SUPPLIED DATA —
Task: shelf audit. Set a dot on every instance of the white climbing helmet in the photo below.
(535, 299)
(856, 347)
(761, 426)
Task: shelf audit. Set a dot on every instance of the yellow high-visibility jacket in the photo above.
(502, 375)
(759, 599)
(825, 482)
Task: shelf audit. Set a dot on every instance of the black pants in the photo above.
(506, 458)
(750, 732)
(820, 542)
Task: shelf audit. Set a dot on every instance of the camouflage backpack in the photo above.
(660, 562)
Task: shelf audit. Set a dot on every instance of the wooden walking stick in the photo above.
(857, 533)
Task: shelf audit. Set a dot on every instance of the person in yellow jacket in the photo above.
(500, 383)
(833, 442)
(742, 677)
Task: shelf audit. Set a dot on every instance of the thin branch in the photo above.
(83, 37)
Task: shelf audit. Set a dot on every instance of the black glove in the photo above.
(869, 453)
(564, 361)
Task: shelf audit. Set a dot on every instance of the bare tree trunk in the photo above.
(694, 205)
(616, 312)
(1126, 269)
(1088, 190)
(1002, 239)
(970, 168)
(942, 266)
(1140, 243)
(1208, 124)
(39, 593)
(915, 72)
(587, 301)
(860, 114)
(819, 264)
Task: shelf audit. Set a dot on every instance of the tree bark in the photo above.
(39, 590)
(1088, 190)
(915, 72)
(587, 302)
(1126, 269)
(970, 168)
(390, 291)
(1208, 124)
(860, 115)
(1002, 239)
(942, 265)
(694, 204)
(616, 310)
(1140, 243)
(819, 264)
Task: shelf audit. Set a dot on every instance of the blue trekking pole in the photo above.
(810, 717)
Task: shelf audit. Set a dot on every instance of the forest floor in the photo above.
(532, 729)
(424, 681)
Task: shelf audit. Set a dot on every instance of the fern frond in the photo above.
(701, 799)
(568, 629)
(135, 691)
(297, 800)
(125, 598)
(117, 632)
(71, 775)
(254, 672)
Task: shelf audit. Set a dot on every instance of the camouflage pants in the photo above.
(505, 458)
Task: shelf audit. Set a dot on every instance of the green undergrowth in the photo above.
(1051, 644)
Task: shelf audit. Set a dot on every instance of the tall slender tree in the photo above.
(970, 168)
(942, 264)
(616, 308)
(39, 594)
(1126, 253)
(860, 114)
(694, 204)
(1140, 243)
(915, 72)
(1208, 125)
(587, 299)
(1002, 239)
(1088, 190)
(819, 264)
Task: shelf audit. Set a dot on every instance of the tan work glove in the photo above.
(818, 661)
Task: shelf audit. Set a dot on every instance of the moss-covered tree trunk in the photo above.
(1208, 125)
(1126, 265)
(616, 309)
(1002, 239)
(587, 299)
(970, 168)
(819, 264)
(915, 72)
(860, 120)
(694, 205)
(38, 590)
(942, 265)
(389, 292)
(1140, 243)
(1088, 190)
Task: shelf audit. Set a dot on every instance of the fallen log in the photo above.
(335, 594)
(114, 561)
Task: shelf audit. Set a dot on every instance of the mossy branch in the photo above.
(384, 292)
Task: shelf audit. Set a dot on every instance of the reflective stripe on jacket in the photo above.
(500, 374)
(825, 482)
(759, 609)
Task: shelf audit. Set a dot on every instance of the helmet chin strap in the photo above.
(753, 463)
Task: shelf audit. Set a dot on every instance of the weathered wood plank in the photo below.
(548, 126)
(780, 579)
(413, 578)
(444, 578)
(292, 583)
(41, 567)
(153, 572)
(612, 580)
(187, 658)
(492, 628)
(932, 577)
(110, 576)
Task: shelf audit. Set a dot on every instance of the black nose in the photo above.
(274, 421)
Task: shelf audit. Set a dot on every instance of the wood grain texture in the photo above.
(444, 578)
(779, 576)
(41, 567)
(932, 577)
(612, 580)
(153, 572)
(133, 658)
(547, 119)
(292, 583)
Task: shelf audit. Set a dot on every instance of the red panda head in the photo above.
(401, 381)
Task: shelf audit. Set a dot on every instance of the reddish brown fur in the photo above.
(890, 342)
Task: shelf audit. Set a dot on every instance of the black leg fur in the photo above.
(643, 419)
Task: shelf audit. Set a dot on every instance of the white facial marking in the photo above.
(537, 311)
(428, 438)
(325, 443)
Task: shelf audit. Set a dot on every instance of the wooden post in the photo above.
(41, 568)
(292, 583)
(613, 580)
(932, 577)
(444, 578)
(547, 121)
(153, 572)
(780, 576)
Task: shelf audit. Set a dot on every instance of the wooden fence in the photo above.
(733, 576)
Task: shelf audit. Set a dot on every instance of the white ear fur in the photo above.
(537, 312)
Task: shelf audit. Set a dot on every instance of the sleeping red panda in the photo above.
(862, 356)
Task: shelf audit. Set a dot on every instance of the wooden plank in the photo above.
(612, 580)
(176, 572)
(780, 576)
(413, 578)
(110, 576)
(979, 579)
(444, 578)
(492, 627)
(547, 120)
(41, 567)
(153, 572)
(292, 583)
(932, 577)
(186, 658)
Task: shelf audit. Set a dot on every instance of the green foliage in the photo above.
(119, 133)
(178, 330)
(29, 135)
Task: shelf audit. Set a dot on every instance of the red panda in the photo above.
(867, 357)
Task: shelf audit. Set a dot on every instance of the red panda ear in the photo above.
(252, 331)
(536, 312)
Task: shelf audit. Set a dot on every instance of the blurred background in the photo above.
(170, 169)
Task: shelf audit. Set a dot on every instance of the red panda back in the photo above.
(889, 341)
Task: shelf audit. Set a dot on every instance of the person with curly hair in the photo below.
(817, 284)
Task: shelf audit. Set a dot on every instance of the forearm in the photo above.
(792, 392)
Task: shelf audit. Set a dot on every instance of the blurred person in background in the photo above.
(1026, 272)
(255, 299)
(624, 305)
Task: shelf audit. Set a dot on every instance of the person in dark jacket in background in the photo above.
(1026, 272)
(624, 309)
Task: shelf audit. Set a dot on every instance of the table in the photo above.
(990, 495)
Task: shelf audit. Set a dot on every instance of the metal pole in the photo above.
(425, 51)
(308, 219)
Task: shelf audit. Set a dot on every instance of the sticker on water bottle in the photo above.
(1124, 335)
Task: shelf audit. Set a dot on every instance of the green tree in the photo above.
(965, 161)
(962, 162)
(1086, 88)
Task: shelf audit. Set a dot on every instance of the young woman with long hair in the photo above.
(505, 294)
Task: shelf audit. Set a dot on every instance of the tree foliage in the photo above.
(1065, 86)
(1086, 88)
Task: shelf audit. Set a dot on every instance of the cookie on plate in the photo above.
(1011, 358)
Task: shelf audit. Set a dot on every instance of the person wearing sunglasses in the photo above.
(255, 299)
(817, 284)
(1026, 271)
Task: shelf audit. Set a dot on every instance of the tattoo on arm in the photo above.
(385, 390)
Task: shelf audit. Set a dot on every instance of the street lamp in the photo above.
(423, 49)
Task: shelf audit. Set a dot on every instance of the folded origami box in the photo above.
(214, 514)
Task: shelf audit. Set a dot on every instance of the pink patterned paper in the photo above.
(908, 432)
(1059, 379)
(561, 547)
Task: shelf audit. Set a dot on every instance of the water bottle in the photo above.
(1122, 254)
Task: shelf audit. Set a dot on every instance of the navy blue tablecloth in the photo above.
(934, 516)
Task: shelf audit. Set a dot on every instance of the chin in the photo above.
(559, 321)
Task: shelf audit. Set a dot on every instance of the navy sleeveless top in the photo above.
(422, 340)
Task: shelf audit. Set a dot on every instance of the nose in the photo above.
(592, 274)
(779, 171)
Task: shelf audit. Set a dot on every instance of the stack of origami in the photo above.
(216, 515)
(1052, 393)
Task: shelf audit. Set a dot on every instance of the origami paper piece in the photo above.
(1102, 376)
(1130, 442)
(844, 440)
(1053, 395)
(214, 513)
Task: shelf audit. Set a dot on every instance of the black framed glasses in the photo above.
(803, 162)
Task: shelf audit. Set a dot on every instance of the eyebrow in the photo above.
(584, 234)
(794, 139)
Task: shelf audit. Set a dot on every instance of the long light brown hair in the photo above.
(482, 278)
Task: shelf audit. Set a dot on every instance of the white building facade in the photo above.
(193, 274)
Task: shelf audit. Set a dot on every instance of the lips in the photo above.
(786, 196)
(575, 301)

TASK STATEMENT — Please return only the lines from the one with "lips in the photo above." through the end of the listing, each exactly as written, first and last included.

EXPECTED ANSWER —
Task: shelf audit. Set a dot on every instance of the lips in the photo above.
(786, 196)
(575, 301)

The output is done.